■ CHALLENGE ■
Show each line of the items below that contains the word "rocky".

■ RECORDS FOR THE TASK ■
§ §

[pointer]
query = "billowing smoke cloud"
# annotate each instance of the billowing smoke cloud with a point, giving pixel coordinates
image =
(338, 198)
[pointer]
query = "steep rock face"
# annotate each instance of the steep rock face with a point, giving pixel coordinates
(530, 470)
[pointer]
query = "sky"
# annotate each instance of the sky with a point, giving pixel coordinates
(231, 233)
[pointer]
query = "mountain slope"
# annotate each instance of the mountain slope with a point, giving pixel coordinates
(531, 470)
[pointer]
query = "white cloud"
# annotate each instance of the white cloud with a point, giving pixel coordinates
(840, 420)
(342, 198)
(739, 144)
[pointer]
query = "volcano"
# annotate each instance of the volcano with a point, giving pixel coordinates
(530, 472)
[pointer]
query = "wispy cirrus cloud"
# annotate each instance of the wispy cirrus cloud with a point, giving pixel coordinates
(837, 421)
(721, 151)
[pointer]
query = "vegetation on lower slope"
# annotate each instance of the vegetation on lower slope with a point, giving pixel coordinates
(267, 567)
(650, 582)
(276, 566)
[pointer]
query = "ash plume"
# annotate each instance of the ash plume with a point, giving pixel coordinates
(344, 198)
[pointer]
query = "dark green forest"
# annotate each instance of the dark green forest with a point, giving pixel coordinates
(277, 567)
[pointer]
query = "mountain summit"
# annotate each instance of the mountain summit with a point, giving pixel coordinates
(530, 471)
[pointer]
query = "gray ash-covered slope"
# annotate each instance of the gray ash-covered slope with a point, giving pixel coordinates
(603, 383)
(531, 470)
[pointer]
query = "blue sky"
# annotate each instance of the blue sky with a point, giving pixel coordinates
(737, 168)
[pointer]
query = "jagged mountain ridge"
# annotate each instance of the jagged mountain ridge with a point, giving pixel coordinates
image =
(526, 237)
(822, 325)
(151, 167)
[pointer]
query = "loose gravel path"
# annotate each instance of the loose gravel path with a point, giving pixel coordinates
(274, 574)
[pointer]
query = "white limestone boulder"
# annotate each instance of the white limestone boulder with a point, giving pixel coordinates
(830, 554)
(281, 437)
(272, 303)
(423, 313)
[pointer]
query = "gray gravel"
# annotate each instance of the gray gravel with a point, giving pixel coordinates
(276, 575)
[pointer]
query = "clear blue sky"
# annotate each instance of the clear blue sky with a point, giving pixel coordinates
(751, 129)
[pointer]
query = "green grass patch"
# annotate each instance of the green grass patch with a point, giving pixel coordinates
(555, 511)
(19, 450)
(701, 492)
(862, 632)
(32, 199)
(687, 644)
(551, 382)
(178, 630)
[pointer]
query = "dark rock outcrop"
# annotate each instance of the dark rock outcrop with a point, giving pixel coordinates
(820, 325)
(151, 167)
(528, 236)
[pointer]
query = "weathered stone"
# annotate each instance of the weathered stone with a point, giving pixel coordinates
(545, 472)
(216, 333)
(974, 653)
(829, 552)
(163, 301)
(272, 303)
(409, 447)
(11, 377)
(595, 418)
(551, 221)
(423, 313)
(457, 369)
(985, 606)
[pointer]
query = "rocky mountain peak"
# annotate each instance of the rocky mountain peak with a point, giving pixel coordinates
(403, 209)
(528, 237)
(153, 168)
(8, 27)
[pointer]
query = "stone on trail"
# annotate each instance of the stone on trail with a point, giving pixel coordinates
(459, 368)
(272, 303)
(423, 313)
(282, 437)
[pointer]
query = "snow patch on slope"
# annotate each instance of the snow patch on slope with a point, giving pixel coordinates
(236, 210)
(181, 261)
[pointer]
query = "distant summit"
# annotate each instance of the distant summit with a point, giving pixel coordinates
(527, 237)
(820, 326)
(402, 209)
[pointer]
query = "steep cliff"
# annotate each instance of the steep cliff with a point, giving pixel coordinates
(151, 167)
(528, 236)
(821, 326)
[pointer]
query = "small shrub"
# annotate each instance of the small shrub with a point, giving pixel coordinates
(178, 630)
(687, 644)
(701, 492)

§ §

■ RIGHT ANSWER ■
query = "rocky mountain peak"
# annotate each instance of the rocky mountain peak with a point, giving pixel coordinates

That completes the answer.